[begin SELECTED TEXT]
Intel Core i5-8250U (Kaby Lake-R, 8th generation) benchmarks and early impressions

AMD Ryzen APU laptops are expected to be more efficient and they might provide better performance in sustained loads .. but that remains to be seen..

the i7 8550U should perform good because of higher average clock/better binned when throttled


----------



## TheSloth (Sep 3, 2017)

@gta5 , He cannot postpone the purchase if this new arrival isn't sure by Diwali. And as sohan_92 questioned, even I think same. With the current big brand's mindset in India, it will most probably be out of budget. Maximum budget is 75K. He is keeping 2K extra for the new Keyboard and Mouse(must) and such.

@SaiyanGoku : I will ask him about this and update here. But I highly doubt if that's a option in this case.


----------



## TheSloth (Sep 10, 2017)
[end SELECTED TEXT]
[begin INFORMATION PROVIDED]
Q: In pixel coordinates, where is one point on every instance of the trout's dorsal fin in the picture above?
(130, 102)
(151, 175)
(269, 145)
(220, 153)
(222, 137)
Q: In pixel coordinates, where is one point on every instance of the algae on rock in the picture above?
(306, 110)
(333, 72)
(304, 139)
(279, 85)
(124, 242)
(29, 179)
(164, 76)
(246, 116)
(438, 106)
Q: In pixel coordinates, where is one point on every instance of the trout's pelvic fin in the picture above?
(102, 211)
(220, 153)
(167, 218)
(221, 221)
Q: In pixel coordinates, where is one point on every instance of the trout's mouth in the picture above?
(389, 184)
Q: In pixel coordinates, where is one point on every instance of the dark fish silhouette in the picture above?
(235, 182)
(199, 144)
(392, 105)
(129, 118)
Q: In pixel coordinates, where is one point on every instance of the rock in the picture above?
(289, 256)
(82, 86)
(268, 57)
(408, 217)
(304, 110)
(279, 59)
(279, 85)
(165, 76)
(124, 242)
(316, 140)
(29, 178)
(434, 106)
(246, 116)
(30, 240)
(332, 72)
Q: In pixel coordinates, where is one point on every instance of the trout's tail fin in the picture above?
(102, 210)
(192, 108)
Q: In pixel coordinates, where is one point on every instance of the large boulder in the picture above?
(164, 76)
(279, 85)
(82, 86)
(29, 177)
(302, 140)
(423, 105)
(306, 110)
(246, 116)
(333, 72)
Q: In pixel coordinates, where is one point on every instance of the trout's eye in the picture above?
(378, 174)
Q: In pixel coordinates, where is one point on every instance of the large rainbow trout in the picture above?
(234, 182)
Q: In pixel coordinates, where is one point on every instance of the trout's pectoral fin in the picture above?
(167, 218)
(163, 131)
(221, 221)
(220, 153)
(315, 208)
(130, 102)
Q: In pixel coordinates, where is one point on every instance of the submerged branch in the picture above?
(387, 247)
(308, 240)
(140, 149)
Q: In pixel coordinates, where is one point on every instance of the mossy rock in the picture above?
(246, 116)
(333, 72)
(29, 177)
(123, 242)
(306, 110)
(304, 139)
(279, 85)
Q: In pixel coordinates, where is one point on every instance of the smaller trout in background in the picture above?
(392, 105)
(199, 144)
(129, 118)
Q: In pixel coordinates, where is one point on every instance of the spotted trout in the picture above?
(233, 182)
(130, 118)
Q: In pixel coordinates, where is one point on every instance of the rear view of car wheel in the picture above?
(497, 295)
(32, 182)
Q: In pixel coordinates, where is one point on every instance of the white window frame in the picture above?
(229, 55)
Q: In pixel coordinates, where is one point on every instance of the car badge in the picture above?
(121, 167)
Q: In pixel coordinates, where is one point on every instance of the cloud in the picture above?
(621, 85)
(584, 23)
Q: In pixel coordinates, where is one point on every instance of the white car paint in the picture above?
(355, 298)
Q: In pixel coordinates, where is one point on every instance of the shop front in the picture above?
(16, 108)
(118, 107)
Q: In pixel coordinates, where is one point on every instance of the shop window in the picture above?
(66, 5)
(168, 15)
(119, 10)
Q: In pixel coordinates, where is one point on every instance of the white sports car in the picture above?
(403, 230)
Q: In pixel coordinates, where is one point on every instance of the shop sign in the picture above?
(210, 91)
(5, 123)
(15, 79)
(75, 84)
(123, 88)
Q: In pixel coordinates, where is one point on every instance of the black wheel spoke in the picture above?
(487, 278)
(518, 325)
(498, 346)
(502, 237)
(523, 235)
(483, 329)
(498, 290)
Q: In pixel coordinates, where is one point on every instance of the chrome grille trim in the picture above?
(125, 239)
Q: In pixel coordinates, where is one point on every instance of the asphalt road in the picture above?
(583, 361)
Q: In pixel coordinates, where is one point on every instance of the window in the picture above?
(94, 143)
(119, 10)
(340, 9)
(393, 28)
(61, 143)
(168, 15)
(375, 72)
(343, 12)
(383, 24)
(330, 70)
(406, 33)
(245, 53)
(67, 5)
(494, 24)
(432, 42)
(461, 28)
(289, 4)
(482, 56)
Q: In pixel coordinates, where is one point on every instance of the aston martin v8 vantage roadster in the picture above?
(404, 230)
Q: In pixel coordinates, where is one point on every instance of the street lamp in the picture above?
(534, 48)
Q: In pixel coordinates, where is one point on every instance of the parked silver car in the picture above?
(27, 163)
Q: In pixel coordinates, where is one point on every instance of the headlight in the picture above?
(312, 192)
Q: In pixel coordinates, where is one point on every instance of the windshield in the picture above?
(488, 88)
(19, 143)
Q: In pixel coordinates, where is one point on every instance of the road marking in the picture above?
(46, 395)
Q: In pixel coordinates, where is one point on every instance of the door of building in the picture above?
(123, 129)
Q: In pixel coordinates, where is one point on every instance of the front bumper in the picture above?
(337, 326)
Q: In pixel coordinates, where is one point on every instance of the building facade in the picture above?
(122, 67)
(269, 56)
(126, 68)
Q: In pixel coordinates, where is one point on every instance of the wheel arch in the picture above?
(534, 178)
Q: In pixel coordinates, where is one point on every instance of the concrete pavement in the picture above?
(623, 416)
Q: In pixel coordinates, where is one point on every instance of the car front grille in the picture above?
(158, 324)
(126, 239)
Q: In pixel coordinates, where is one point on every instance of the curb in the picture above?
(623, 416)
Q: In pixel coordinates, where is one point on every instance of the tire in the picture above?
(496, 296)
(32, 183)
[end INFORMATION PROVIDED]
* [SHORT TASK 1]
Answer these questions using the processor thread:
(a) Which processor should perform well because of a higher average clock and better binning when throttled?
(b) What is the maximum budget?
(c) How much is being kept extra, and for what?
* [SHORT TASK 2] Reproduce the passage of the processor thread from "Intel Core i5-8250U" up to and including "Mouse(must) and such.".

* [FULL RESPONSE 1]
(a) The i7 8550U.
(b) 75K.
(c) 2K, for the new keyboard and mouse.

* [FULL RESPONSE 2]
Intel Core i5-8250U (Kaby Lake-R, 8th generation) benchmarks and early impressions

AMD Ryzen APU laptops are expected to be more efficient and they might provide better performance in sustained loads .. but that remains to be seen..

the i7 8550U should perform good because of higher average clock/better binned when throttled


----------



## TheSloth (Sep 3, 2017)

@gta5 , He cannot postpone the purchase if this new arrival isn't sure by Diwali. And as sohan_92 questioned, even I think same. With the current big brand's mindset in India, it will most probably be out of budget. Maximum budget is 75K. He is keeping 2K extra for the new Keyboard and Mouse(must) and such.